▶ _Task to carry out_:
Please copy exactly the lines from the first in the records through the line that contains "form: point(453, 279).", but not the pictures.

▶ _Dataset content_:

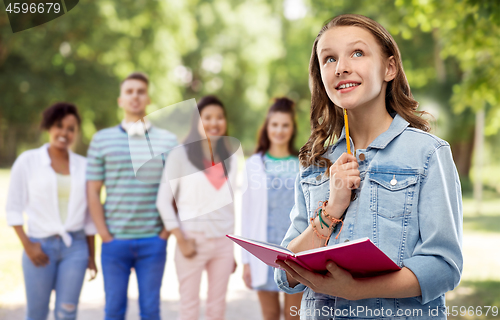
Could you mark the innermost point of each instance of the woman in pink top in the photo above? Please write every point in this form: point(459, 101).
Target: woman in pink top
point(203, 220)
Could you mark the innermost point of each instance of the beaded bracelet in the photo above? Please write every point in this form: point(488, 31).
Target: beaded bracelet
point(332, 219)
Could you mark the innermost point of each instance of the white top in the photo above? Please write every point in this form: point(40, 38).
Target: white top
point(63, 192)
point(254, 216)
point(33, 190)
point(201, 207)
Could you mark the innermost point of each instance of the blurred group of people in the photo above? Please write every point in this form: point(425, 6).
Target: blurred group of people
point(60, 192)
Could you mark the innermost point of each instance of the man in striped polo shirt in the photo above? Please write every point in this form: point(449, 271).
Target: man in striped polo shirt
point(129, 224)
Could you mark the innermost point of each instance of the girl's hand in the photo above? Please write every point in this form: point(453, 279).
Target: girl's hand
point(92, 268)
point(247, 275)
point(337, 282)
point(344, 177)
point(188, 247)
point(36, 254)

▶ _Exercise output_:
Could you mark the innermost point of each instance of the woman in pink top in the photo above? Please write every point in this form: point(459, 101).
Target: woman in pink top
point(203, 220)
Could you mark the innermost point of each instance of the beaded bracelet in the photo above? Please write every point in this form: point(488, 31).
Target: beaded bracelet
point(332, 219)
Could you mark the innermost point of each instance of the white top in the photo above? Please write every point in this form: point(40, 38).
Target: white top
point(63, 192)
point(254, 216)
point(33, 190)
point(201, 207)
Could you mark the innermost point of each instance of the blurred group of people in the photo above? Please write every point in this form: point(425, 6).
Target: blurred group of people
point(60, 192)
Could you mark the innermost point of each instance of the man in striped polo shirt in the photo above? Please write every point in this form: point(449, 271).
Target: man in striped polo shirt
point(129, 224)
Could you mark the innermost point of each instance of the girl's hand in the photo above? Please write every point in this form: point(453, 279).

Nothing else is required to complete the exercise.